── Data excerpts ──
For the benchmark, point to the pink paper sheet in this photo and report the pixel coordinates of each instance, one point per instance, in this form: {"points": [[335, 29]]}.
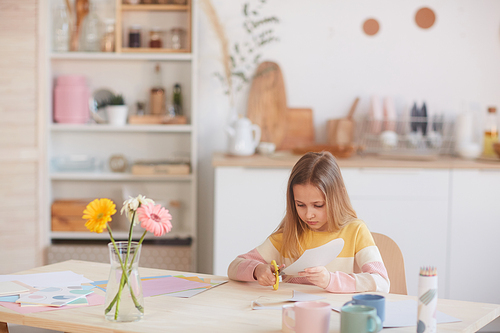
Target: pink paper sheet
{"points": [[93, 299], [169, 284]]}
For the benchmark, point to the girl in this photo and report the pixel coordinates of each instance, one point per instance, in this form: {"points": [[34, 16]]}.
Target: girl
{"points": [[318, 210]]}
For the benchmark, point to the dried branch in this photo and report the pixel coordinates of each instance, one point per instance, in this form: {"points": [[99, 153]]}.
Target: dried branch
{"points": [[227, 62]]}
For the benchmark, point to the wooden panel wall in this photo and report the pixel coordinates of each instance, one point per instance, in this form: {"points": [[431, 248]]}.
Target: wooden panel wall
{"points": [[19, 151]]}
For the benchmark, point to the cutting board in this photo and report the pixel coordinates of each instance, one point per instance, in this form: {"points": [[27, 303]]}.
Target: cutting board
{"points": [[267, 103], [341, 131], [299, 129]]}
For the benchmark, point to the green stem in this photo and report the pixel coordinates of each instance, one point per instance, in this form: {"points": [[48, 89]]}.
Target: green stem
{"points": [[125, 273], [123, 280]]}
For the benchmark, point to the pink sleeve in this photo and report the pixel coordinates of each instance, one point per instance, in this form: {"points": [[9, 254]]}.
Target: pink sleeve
{"points": [[373, 278], [341, 282], [242, 268]]}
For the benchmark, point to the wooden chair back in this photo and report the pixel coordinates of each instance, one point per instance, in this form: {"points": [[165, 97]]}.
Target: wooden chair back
{"points": [[393, 261]]}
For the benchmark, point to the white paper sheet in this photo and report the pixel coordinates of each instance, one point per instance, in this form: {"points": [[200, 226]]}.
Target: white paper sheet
{"points": [[319, 256], [297, 296], [54, 279]]}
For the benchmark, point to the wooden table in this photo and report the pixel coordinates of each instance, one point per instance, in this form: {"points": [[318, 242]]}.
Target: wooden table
{"points": [[225, 308]]}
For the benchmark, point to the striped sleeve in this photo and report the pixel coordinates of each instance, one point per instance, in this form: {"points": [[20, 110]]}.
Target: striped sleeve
{"points": [[242, 268], [373, 276]]}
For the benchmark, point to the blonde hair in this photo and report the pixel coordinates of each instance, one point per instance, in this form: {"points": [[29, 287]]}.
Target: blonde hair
{"points": [[322, 171]]}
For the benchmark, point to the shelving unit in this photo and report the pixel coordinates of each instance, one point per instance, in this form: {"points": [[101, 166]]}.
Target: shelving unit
{"points": [[123, 9], [130, 74]]}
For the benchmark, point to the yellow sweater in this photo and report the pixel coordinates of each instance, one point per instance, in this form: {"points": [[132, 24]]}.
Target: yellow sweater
{"points": [[359, 248]]}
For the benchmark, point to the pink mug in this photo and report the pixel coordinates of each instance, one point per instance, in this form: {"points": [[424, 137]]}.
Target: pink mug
{"points": [[310, 317]]}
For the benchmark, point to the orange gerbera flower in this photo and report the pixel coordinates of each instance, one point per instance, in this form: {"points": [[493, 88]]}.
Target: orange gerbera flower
{"points": [[98, 213]]}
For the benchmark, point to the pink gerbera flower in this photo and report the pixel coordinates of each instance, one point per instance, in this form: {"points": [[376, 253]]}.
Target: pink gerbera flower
{"points": [[155, 219]]}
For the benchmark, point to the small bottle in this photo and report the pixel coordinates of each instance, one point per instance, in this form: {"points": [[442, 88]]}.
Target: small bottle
{"points": [[61, 31], [177, 99], [108, 40], [490, 132], [134, 36], [157, 94], [155, 40], [91, 31]]}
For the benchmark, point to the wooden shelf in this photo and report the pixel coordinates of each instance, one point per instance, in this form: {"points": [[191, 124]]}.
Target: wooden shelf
{"points": [[176, 55], [125, 128], [151, 50], [118, 235], [108, 176], [160, 8]]}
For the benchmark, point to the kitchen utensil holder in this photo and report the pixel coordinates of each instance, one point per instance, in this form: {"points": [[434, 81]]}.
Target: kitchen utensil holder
{"points": [[411, 137]]}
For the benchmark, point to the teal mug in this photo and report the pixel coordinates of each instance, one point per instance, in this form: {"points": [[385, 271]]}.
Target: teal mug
{"points": [[359, 319], [373, 300]]}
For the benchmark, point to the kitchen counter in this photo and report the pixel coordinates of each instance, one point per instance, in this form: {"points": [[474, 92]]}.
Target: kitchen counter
{"points": [[286, 159]]}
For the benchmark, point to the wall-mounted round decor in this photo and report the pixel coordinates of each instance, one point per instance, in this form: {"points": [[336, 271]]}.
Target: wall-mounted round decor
{"points": [[371, 27], [425, 18]]}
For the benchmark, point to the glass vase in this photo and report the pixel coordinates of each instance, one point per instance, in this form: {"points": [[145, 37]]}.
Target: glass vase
{"points": [[124, 299]]}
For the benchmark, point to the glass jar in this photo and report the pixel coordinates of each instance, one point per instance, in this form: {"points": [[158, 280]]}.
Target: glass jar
{"points": [[177, 38], [155, 38], [124, 300], [90, 38], [108, 40], [134, 36], [490, 132]]}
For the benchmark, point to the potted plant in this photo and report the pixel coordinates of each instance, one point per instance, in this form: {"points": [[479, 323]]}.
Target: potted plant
{"points": [[116, 110]]}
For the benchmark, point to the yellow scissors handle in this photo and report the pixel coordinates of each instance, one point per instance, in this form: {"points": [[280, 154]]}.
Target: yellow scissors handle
{"points": [[276, 274]]}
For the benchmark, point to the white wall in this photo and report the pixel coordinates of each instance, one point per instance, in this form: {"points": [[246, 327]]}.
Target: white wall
{"points": [[327, 61]]}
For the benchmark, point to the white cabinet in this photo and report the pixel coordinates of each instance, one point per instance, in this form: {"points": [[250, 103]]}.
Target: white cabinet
{"points": [[408, 205], [475, 245], [411, 207], [249, 205], [130, 74]]}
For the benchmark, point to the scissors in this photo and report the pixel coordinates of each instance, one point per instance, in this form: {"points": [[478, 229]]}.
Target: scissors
{"points": [[277, 274]]}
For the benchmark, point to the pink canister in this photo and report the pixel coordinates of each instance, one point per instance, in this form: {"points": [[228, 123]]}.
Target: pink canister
{"points": [[71, 99]]}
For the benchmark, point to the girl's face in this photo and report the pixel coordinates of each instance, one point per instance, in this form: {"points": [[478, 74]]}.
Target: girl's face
{"points": [[311, 206]]}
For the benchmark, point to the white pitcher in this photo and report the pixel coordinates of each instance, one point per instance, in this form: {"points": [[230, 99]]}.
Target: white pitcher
{"points": [[243, 137]]}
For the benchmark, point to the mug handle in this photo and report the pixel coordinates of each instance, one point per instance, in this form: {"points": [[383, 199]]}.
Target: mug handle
{"points": [[351, 302], [374, 318], [285, 313]]}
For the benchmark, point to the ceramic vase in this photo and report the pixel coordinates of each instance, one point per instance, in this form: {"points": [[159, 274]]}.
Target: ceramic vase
{"points": [[117, 114], [124, 298]]}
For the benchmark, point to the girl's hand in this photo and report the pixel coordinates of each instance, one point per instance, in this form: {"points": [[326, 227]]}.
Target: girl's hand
{"points": [[319, 276], [264, 275]]}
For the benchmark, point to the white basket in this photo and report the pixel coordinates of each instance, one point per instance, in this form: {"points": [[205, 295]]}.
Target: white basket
{"points": [[413, 138]]}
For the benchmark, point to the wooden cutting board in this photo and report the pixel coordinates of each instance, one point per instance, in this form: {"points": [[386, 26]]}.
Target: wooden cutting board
{"points": [[299, 129], [341, 131], [267, 103]]}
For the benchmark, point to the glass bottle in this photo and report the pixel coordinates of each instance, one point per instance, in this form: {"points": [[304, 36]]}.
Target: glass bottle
{"points": [[134, 36], [177, 99], [61, 31], [124, 301], [155, 40], [177, 38], [157, 95], [490, 132], [91, 31], [108, 40]]}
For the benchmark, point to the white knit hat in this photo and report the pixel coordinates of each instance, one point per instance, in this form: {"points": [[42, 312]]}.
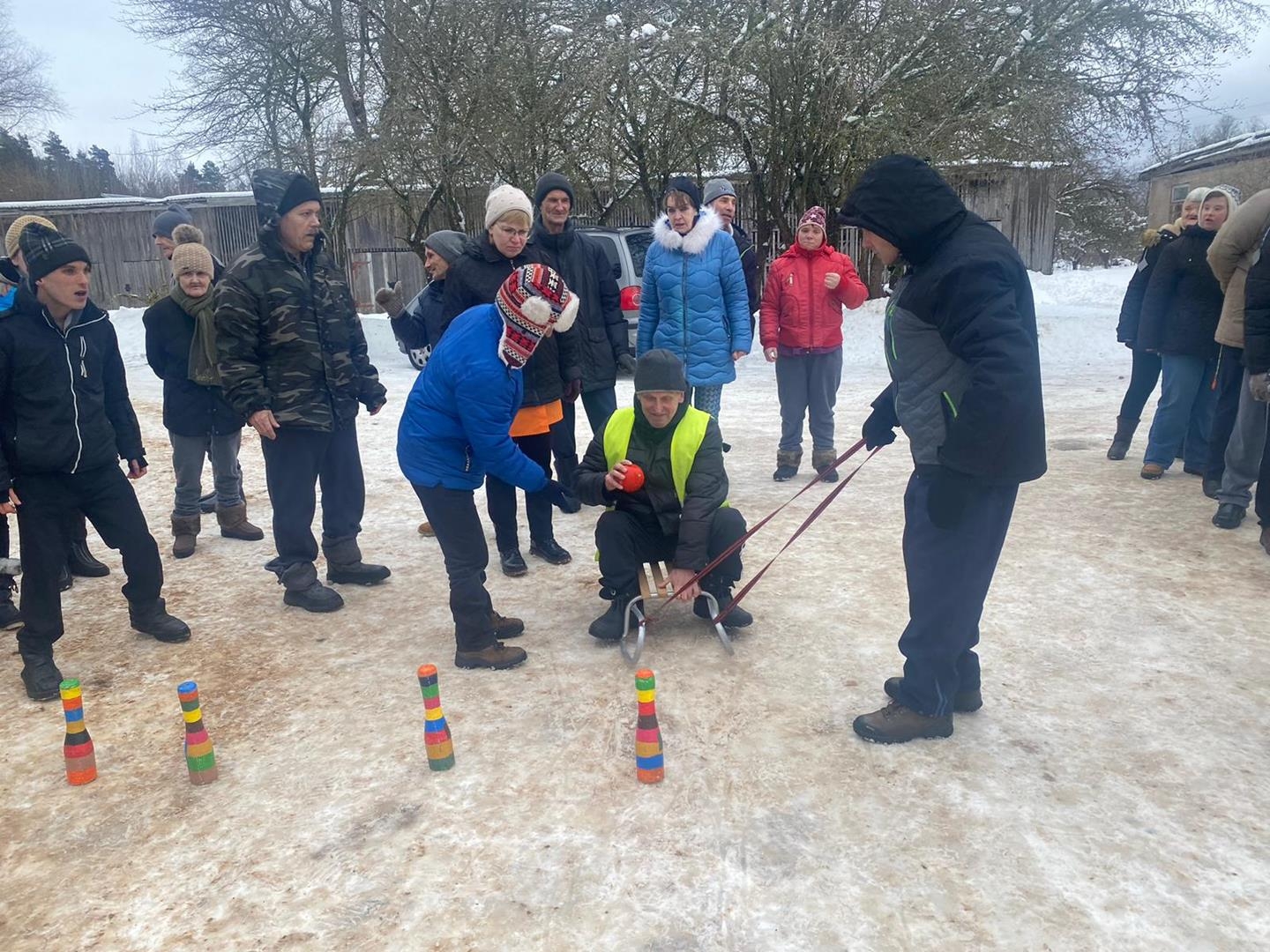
───
What to produce: Starting with the line that contains "For the benchmark, point to the mug" and going on through the end of the items above, give those lines as a JSON list of strings, one string per line, with blank lines and pictures left out.

Task output:
[
  "For the benchmark, point to the mug handle in this photo and report the pixel coordinates of each instance, one point per instance, in this form: {\"points\": [[383, 199]]}.",
  "Target: mug handle",
  "{\"points\": [[351, 302], [374, 318], [285, 313]]}",
  "For the benchmark, point to the ceramic vase in this photo and report the pixel coordinates of each instance, one point per instance, in this form: {\"points\": [[159, 274]]}.",
  "Target: ceramic vase",
  "{\"points\": [[117, 114], [124, 298]]}",
  "For the benchmark, point to the girl's hand in this photo and report the pixel coordinates of each instance, one point per instance, in this form: {\"points\": [[326, 227]]}.",
  "Target: girl's hand",
  "{\"points\": [[319, 276], [264, 275]]}",
  "For the benchmark, point to the white basket in this photo and report the pixel coordinates of each instance, one point per instance, in this form: {\"points\": [[205, 295]]}.",
  "Target: white basket",
  "{\"points\": [[413, 138]]}",
  "For the benchmark, point to the wooden cutting board in this photo and report the pixel coordinates of each instance, one point per instance, in this form: {\"points\": [[386, 26]]}.",
  "Target: wooden cutting board",
  "{\"points\": [[299, 129], [341, 131], [267, 103]]}",
  "For the benchmark, point to the glass bottle in this photo and report the pixel coordinates of each instance, one point per instance, in this form: {\"points\": [[304, 36]]}.",
  "Target: glass bottle",
  "{\"points\": [[134, 36], [177, 99], [61, 31], [124, 301], [155, 40], [177, 38], [157, 95], [490, 132], [91, 31], [108, 40]]}",
  "For the benchmark, point to the white knit hat in this photo and report the pixel coordinates of each instance, one point per instance, in this form: {\"points\": [[42, 312]]}."
]